__Work required__
Rewrite everything from the line containing "Target = boy's white t-shirt" down through the end of the lines that follow, putting "image coordinates" wherever "pixel coordinates" appears and leaving everything else as it is. Return only that stretch.

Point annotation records
○ ○ ○ ○ ○ ○ ○

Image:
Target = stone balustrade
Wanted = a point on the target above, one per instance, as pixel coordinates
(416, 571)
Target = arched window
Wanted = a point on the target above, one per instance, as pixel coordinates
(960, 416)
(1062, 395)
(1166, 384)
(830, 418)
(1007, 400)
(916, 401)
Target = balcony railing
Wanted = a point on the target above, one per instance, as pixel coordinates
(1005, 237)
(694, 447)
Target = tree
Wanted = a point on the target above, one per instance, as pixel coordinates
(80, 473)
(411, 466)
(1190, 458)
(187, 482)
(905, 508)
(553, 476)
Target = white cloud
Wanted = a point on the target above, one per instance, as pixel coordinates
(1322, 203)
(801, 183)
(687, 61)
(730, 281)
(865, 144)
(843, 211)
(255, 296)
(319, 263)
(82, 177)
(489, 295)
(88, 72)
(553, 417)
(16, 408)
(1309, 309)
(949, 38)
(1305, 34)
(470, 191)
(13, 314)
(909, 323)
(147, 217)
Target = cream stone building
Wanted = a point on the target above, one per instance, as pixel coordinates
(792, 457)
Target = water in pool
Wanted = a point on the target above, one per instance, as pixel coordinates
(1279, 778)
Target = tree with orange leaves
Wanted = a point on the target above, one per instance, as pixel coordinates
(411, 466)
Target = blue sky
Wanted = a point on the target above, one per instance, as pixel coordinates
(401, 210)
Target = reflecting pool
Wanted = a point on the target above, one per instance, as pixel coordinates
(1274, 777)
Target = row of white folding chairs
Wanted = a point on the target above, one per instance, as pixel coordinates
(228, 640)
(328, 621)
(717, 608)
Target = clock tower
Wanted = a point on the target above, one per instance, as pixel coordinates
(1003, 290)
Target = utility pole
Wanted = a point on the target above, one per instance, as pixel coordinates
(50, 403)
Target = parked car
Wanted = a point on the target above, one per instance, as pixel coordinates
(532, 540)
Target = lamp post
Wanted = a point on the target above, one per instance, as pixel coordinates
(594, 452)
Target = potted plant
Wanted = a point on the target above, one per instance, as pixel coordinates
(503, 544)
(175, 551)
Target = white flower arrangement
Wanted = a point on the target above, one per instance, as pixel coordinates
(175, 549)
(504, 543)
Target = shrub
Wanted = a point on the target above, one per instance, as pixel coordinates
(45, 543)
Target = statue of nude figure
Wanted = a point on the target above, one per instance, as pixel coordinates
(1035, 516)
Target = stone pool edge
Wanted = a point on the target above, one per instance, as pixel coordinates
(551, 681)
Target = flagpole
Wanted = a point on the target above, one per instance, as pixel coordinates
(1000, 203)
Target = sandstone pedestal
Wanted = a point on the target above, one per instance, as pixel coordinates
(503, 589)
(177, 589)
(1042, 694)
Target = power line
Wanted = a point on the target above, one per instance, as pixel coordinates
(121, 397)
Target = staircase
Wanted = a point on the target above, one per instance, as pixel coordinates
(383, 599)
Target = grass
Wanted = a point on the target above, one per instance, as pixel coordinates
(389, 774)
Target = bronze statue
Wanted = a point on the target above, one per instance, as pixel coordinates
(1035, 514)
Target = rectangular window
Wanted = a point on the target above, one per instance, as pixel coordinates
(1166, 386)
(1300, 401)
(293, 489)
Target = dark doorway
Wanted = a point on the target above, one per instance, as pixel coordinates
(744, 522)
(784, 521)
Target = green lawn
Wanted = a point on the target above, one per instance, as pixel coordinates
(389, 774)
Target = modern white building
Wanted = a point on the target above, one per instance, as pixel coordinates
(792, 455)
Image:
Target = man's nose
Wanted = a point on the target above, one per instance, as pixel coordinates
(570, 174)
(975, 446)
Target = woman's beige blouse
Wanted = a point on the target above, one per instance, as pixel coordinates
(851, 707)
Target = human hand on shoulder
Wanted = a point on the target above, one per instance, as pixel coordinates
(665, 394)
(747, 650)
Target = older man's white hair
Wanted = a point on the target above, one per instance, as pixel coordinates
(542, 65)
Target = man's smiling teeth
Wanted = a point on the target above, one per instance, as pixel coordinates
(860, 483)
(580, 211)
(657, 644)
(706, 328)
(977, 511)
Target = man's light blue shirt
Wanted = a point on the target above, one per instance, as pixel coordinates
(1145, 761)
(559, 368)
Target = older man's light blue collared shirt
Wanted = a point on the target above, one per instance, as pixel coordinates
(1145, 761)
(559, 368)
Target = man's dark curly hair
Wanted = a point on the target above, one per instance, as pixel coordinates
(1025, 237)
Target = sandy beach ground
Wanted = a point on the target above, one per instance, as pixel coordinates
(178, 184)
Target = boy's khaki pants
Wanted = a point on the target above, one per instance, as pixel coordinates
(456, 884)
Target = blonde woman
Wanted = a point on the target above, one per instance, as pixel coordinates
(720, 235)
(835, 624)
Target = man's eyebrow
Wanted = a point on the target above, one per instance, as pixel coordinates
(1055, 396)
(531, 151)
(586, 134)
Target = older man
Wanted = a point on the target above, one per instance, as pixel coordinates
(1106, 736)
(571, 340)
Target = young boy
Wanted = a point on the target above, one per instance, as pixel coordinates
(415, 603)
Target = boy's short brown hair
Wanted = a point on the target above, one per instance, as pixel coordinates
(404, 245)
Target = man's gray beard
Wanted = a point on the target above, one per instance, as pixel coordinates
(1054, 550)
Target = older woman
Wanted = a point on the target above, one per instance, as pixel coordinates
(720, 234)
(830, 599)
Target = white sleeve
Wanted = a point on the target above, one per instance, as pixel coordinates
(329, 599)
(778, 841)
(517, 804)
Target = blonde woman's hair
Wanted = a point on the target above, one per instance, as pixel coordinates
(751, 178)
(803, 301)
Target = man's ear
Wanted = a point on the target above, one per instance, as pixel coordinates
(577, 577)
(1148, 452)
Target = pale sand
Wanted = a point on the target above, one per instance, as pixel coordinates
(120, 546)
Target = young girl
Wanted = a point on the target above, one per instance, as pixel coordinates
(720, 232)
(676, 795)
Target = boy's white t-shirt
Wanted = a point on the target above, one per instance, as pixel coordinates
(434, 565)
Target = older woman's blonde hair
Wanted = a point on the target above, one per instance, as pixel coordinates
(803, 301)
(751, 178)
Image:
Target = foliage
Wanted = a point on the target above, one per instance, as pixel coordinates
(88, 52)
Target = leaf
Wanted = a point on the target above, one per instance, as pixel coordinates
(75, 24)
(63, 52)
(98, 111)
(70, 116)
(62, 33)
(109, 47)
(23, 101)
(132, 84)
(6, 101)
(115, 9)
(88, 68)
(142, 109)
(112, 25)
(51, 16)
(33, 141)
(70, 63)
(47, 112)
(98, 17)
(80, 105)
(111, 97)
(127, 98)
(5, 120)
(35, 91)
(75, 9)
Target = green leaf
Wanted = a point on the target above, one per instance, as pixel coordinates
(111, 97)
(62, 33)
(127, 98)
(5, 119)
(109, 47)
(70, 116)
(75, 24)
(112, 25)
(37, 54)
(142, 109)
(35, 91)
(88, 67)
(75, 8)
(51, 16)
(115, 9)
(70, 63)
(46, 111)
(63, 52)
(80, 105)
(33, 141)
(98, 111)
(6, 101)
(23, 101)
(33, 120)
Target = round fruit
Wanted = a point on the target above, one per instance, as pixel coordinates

○ ○ ○ ○ ○ ○ ○

__Response__
Target = boy's white t-shirt
Wanted = a point on the target above, one per instance, as image coordinates
(434, 565)
Target = older woman's blonde hair
Wanted = a point on the target above, one per instance, as image coordinates
(803, 301)
(751, 178)
Image:
Target = foliage
Wanted = a point on the target above, one per instance, as image coordinates
(88, 52)
Target = leaf
Wanted = a point on the target above, one per instance, as image coordinates
(75, 24)
(63, 52)
(98, 111)
(70, 116)
(62, 33)
(109, 47)
(23, 101)
(132, 84)
(6, 101)
(115, 9)
(88, 68)
(142, 109)
(112, 25)
(51, 16)
(33, 141)
(70, 63)
(47, 112)
(98, 17)
(80, 105)
(111, 97)
(127, 98)
(5, 120)
(35, 91)
(75, 9)
Target = green leaf
Wanted = a point on the target above, one per instance, as image coordinates
(111, 97)
(62, 33)
(127, 98)
(5, 119)
(109, 47)
(70, 116)
(75, 24)
(112, 25)
(37, 54)
(142, 109)
(35, 91)
(88, 67)
(75, 8)
(51, 16)
(115, 9)
(70, 63)
(46, 111)
(63, 52)
(80, 105)
(33, 141)
(98, 111)
(6, 101)
(23, 101)
(33, 120)
Target = round fruit
Wanted = a point on the target above, one per instance, as image coordinates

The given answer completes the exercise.